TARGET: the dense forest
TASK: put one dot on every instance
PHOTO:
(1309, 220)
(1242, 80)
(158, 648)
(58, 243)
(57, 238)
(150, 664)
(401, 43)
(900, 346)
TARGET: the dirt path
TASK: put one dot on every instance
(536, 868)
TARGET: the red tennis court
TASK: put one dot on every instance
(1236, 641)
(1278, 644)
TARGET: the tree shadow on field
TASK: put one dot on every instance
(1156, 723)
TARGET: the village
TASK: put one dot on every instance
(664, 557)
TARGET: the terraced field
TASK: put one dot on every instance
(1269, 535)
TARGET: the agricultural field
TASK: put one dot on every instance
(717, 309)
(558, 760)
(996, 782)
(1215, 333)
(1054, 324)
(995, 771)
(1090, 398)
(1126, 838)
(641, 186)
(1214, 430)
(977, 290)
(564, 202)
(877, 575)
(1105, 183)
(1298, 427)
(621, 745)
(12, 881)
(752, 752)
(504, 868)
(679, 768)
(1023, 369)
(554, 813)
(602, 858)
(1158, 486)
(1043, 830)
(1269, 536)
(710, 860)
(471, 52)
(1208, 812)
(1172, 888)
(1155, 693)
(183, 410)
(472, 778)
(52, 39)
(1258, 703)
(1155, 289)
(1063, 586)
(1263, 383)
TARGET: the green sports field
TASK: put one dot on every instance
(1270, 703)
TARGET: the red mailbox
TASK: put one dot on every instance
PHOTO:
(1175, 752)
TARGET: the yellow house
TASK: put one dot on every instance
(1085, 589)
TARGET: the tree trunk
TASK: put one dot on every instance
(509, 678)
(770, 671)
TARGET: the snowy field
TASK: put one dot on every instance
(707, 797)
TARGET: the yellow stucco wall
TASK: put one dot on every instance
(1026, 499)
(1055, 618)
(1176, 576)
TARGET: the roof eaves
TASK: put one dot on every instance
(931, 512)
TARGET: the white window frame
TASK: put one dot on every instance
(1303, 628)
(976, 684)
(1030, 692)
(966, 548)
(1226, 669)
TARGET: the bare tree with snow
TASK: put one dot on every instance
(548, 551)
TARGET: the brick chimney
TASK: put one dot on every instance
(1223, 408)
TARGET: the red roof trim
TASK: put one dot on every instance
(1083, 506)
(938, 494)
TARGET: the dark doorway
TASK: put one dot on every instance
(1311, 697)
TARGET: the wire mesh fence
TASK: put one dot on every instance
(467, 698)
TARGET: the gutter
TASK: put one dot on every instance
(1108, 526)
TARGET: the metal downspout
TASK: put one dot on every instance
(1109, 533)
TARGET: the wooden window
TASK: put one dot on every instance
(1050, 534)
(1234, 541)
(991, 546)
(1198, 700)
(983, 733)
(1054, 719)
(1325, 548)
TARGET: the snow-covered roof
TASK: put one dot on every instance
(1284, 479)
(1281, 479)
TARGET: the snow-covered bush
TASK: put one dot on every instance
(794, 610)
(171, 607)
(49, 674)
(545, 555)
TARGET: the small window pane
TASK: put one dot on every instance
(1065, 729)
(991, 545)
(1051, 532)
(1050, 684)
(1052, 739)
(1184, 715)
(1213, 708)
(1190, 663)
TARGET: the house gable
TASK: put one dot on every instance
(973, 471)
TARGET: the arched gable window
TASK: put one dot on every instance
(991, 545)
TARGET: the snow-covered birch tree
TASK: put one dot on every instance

▸ STATED PROBLEM: Copy down the material exactly as written.

▸ TASK ANSWER:
TARGET: the dense forest
TASK: put one dot on every instance
PHOTO:
(1309, 220)
(1242, 80)
(158, 648)
(58, 243)
(57, 238)
(150, 664)
(401, 43)
(900, 346)
TARGET: the dirt path
TASK: put one dot on every instance
(536, 868)
TARGET: the red tennis court
TASK: put one dot on every instance
(1236, 641)
(1278, 644)
TARGET: the tree shadow on field
TASK: put one dot on every instance
(1156, 723)
TARGET: the village
TASK: put one dot on every instance
(664, 557)
TARGET: the terraced field
TASK: put one dot on every instance
(1269, 535)
TARGET: the agricultural field
TASK: put one dot on every instance
(717, 309)
(558, 760)
(996, 782)
(1215, 333)
(1054, 324)
(995, 771)
(1090, 398)
(1126, 838)
(641, 186)
(1214, 430)
(977, 290)
(564, 202)
(877, 575)
(1105, 183)
(1298, 427)
(621, 745)
(12, 881)
(752, 752)
(504, 868)
(679, 768)
(1023, 369)
(554, 813)
(602, 858)
(1158, 486)
(1043, 830)
(1269, 536)
(710, 860)
(471, 52)
(1208, 812)
(1172, 888)
(1155, 693)
(183, 410)
(472, 778)
(52, 39)
(1258, 703)
(1155, 289)
(1063, 586)
(1263, 383)
TARGET: the green sports field
TASK: put one dot on every instance
(1270, 703)
TARGET: the red mailbox
TASK: put one dot on every instance
PHOTO:
(1175, 752)
TARGET: the yellow house
TASK: put one dot on every instance
(1085, 589)
TARGET: the tree trunk
TASK: put one dot on every instance
(509, 678)
(770, 671)
TARGET: the snowy field
TASK: put one dot on every instance
(707, 797)
TARGET: the yellow stucco wall
TASK: put one dot on every instance
(1026, 499)
(1055, 618)
(1176, 576)
TARGET: the roof eaves
TASK: put one dot on every instance
(931, 512)
TARGET: the white window frame
TASK: put one dot on every instance
(1303, 628)
(976, 684)
(1030, 692)
(966, 548)
(1226, 669)
TARGET: the bare tree with snow
TASK: put one dot on every instance
(548, 551)
TARGET: the brick chimney
TASK: put one dot on every instance
(1223, 408)
TARGET: the red roof trim
TASK: put one dot on every instance
(1083, 506)
(938, 494)
TARGET: the dark doorway
TASK: put one dot on every instance
(1311, 697)
TARGET: the wire mesh fence
TASK: put one dot on every instance
(467, 698)
TARGET: the gutter
TASK: put one dot on every instance
(1108, 526)
TARGET: the metal downspout
TASK: put one dot on every instance
(1109, 533)
TARGET: the wooden window
TASK: put one dot on every instance
(1050, 534)
(1234, 541)
(991, 546)
(1198, 700)
(983, 733)
(1054, 719)
(1325, 548)
TARGET: the snow-covered roof
TASK: put one dot on every instance
(1284, 479)
(1281, 479)
TARGET: the snow-covered bush
TASK: put one dot on every instance
(794, 610)
(171, 607)
(49, 674)
(545, 555)
TARGET: the small window pane
TASK: put one dot on every instance
(1065, 729)
(991, 545)
(1051, 532)
(1050, 684)
(1052, 739)
(1184, 715)
(1213, 708)
(1190, 663)
TARGET: the house gable
TASK: put one dot on every instance
(973, 471)
TARGET: the arched gable window
TASK: put one dot on every instance
(991, 545)
TARGET: the snow-covered birch tree
TASK: put one dot on every instance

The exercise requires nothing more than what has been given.